- What is expected: Turn everything below from the line containing "Pick out the fish" down to the line containing "x=765, y=234", both included, into a Markdown table with the columns Index and Line, numbering each line and skipping blank ones. Leave the pictures out of your table.
— BEGIN Supplied data —
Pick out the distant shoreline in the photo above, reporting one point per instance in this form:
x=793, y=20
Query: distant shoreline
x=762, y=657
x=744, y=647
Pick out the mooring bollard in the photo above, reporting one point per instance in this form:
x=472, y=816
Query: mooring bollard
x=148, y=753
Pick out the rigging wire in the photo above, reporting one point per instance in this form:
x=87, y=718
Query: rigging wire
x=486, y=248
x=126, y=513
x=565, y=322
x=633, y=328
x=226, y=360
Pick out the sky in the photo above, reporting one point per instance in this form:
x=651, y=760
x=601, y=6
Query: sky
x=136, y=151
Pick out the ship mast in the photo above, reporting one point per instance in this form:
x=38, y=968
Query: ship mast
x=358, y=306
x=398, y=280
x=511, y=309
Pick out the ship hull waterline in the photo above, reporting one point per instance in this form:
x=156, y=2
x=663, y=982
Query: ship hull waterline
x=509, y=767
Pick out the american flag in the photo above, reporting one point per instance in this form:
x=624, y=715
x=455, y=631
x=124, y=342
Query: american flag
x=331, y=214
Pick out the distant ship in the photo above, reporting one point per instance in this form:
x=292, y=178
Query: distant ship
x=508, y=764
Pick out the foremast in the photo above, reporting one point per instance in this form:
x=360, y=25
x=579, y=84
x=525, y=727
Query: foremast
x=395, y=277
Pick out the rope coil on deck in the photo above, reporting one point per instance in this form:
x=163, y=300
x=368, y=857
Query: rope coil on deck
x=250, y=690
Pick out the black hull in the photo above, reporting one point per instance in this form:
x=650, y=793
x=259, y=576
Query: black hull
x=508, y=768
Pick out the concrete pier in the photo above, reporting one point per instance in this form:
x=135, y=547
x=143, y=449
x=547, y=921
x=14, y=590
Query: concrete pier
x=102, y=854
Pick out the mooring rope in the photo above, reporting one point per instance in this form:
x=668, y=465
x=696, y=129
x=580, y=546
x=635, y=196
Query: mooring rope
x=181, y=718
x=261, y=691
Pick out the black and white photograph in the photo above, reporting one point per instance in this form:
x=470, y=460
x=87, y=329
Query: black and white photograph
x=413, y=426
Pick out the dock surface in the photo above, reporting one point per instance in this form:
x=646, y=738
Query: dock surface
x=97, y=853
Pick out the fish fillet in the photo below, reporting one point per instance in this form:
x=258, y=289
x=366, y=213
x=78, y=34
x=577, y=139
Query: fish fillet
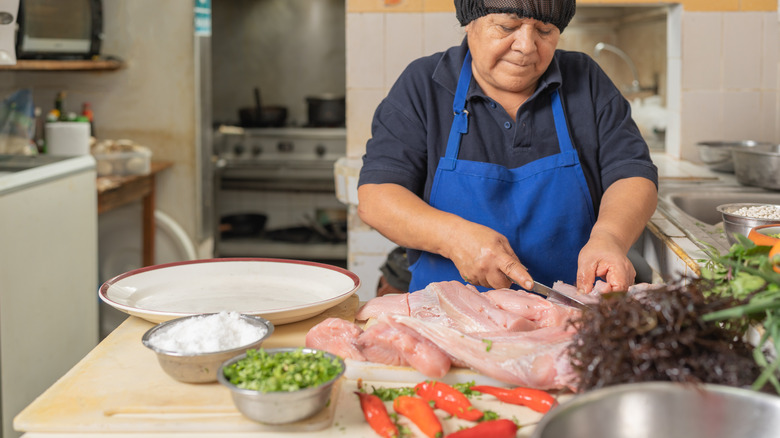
x=336, y=336
x=472, y=312
x=542, y=312
x=397, y=304
x=390, y=343
x=535, y=359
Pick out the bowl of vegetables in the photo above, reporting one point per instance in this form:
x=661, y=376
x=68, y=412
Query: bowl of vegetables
x=281, y=385
x=740, y=218
x=766, y=235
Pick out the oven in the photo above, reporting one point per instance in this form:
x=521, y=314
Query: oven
x=274, y=194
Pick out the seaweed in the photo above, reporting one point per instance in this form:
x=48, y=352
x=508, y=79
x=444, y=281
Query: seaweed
x=658, y=334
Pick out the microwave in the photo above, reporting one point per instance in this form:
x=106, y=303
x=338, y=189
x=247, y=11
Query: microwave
x=59, y=29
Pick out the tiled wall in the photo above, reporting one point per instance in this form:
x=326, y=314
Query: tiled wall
x=720, y=82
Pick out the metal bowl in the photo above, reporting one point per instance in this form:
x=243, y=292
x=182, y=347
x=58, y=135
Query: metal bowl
x=200, y=367
x=758, y=166
x=717, y=155
x=664, y=409
x=281, y=407
x=733, y=223
x=765, y=234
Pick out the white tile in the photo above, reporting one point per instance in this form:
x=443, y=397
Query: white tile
x=368, y=241
x=365, y=58
x=771, y=52
x=366, y=267
x=742, y=50
x=674, y=32
x=361, y=105
x=441, y=30
x=769, y=116
x=701, y=120
x=403, y=43
x=701, y=51
x=741, y=115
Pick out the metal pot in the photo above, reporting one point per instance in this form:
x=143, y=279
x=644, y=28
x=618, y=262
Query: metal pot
x=242, y=225
x=267, y=116
x=664, y=409
x=261, y=116
x=326, y=110
x=717, y=154
x=758, y=166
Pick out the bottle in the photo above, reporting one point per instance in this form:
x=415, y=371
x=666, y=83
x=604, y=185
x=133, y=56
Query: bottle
x=86, y=111
x=59, y=106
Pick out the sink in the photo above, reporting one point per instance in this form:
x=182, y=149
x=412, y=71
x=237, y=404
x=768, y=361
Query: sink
x=692, y=208
x=701, y=205
x=16, y=163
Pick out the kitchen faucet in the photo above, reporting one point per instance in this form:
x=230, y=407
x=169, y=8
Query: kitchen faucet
x=635, y=87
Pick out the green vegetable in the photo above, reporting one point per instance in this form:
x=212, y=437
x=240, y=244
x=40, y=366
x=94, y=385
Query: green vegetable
x=390, y=394
x=282, y=371
x=746, y=273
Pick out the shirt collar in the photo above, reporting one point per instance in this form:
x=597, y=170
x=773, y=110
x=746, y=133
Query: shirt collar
x=448, y=69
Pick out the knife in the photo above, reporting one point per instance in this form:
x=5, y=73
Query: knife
x=549, y=292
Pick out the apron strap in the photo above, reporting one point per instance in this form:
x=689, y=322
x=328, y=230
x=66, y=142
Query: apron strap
x=460, y=123
x=561, y=129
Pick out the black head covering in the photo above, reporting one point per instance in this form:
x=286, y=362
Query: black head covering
x=556, y=12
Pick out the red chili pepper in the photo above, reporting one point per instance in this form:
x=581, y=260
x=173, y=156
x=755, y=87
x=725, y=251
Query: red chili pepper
x=535, y=399
x=376, y=415
x=501, y=428
x=448, y=399
x=421, y=414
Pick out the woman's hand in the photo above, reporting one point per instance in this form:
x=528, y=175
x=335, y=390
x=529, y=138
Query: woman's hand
x=604, y=256
x=484, y=257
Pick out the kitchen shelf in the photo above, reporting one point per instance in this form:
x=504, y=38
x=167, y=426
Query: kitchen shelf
x=64, y=65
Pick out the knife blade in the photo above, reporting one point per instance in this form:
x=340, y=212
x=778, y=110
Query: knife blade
x=549, y=292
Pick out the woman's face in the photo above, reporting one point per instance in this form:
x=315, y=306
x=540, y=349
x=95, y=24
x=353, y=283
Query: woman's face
x=510, y=54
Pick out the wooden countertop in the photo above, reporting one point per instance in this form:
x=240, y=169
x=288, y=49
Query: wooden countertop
x=119, y=390
x=116, y=191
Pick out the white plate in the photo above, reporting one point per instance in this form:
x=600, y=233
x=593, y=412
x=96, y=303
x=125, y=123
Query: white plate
x=281, y=291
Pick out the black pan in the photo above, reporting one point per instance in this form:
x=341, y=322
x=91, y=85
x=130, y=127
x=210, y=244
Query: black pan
x=242, y=225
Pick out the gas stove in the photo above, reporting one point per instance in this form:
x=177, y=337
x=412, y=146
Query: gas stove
x=280, y=158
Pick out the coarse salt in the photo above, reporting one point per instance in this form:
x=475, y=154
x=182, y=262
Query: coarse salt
x=208, y=333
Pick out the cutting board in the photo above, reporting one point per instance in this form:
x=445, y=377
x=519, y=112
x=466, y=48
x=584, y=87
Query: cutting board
x=120, y=387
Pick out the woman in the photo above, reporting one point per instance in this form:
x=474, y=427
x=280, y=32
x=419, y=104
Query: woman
x=505, y=160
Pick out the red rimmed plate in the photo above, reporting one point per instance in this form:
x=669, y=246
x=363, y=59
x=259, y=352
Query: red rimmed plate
x=281, y=291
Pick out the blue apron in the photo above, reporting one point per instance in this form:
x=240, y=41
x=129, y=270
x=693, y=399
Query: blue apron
x=544, y=208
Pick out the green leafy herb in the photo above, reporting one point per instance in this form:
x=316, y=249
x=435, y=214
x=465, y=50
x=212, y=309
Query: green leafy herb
x=746, y=273
x=282, y=371
x=390, y=394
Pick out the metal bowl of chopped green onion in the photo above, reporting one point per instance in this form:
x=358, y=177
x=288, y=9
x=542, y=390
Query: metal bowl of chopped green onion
x=281, y=385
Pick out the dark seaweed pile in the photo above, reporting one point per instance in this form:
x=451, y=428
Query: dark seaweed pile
x=657, y=335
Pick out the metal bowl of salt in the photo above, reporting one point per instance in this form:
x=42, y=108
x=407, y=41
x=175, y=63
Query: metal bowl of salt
x=190, y=365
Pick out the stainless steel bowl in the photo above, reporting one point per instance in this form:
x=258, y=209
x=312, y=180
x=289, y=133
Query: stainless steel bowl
x=281, y=407
x=200, y=367
x=758, y=166
x=733, y=223
x=664, y=409
x=717, y=155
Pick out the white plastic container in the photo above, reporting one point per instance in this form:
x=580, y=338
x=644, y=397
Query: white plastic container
x=135, y=162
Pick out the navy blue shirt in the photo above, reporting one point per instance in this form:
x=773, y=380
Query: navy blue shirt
x=411, y=125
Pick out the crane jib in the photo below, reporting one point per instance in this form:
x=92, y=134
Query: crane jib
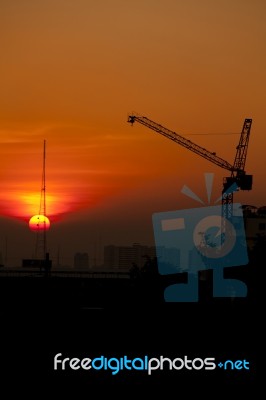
— END Supplied data —
- Output below:
| Index | Line |
|---|---|
| 1 | Pick out the fish fillet in the photo below, reporting one point per instance in this form: |
| 2 | x=258, y=289 |
| 3 | x=366, y=213 |
| 4 | x=78, y=34 |
| 5 | x=577, y=139 |
| 6 | Query: fish fillet |
| 7 | x=336, y=336 |
| 8 | x=472, y=312 |
| 9 | x=542, y=312 |
| 10 | x=397, y=304 |
| 11 | x=390, y=343 |
| 12 | x=535, y=359 |
| 13 | Pick out the bowl of vegetables in the photo above, reporting one point per instance in this form: |
| 14 | x=661, y=376 |
| 15 | x=68, y=412 |
| 16 | Query: bowl of vegetables |
| 17 | x=281, y=385 |
| 18 | x=740, y=218 |
| 19 | x=766, y=235 |
| 20 | Pick out the oven in the photo above, reporting one point per instance in this form: |
| 21 | x=521, y=314 |
| 22 | Query: oven |
| 23 | x=274, y=194 |
| 24 | Pick out the seaweed in the photo above, reporting one point per instance in this form: |
| 25 | x=48, y=352 |
| 26 | x=508, y=79 |
| 27 | x=444, y=281 |
| 28 | Query: seaweed |
| 29 | x=658, y=334 |
| 30 | Pick out the microwave in the photo above, reporting one point per instance in this form: |
| 31 | x=106, y=303 |
| 32 | x=338, y=189 |
| 33 | x=247, y=11 |
| 34 | Query: microwave |
| 35 | x=59, y=29 |
| 36 | Pick out the tiled wall in the photo above, reporting one point per instance in this form: |
| 37 | x=326, y=314 |
| 38 | Query: tiled wall |
| 39 | x=720, y=82 |
| 40 | Pick out the metal bowl in the photo above, reporting one point per instance in this form: |
| 41 | x=243, y=292 |
| 42 | x=182, y=347 |
| 43 | x=58, y=135 |
| 44 | Query: metal bowl |
| 45 | x=200, y=367 |
| 46 | x=758, y=166 |
| 47 | x=717, y=155 |
| 48 | x=664, y=409 |
| 49 | x=281, y=407 |
| 50 | x=733, y=223 |
| 51 | x=765, y=234 |